Return each line of the records below that contains the word "crown", matching case exactly.

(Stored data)
--*--

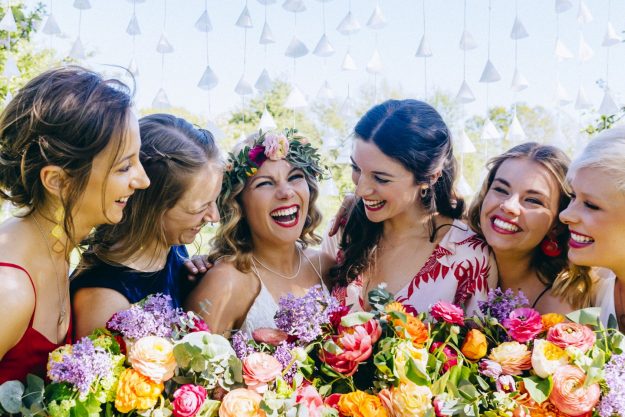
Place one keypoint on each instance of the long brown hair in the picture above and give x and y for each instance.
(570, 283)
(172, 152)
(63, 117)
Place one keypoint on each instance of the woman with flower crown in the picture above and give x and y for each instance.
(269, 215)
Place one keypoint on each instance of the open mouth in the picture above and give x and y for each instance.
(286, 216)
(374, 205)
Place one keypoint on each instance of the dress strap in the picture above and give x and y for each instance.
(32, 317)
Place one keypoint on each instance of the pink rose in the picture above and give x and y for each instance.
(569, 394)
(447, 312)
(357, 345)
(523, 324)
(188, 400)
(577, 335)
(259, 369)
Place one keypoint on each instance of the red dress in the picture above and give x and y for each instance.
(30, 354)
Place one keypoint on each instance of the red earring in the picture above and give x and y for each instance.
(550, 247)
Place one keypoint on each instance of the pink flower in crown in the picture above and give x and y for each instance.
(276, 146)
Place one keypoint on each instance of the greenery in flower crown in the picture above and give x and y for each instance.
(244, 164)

--*--

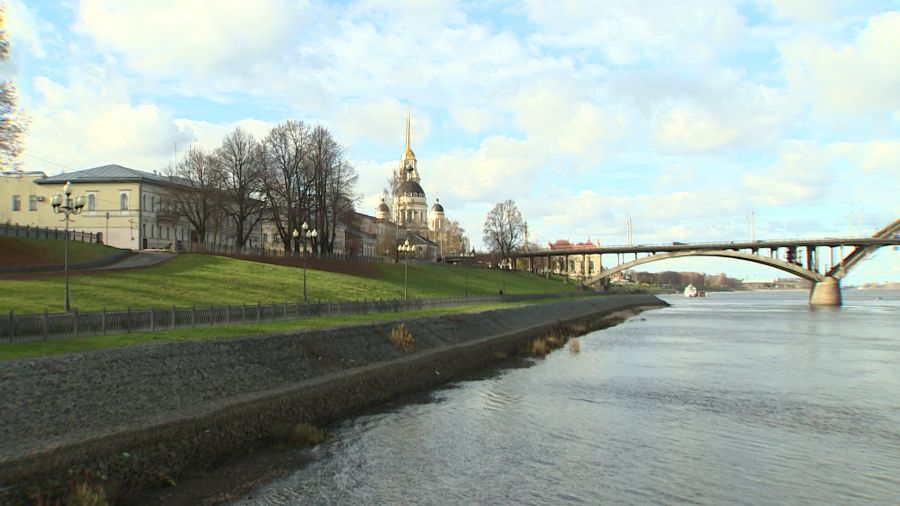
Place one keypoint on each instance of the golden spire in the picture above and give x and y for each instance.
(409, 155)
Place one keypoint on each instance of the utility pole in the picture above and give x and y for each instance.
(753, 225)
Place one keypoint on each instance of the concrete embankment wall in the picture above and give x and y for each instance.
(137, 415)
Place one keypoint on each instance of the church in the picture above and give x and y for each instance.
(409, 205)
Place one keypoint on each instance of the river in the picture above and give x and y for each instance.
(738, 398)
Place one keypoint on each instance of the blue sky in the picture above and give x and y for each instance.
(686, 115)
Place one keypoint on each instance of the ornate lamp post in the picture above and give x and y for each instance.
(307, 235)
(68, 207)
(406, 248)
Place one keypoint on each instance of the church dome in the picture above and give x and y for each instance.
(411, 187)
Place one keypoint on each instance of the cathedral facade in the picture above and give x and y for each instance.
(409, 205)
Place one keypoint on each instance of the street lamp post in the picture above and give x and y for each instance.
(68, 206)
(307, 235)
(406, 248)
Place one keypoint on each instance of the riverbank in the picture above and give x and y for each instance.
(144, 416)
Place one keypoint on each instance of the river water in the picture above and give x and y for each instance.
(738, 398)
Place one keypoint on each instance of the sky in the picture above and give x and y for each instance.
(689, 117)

--*--

• **Full solution**
Place one keypoint on each instance of the woman with flower crown in the picture above and give x and y for each instance.
Place one keypoint on each instance of the pink flower in crown in the picture above and give x and y for each instance.
Place one keypoint on each instance of the greenery in flower crown in the picture above and give x and y for each instance.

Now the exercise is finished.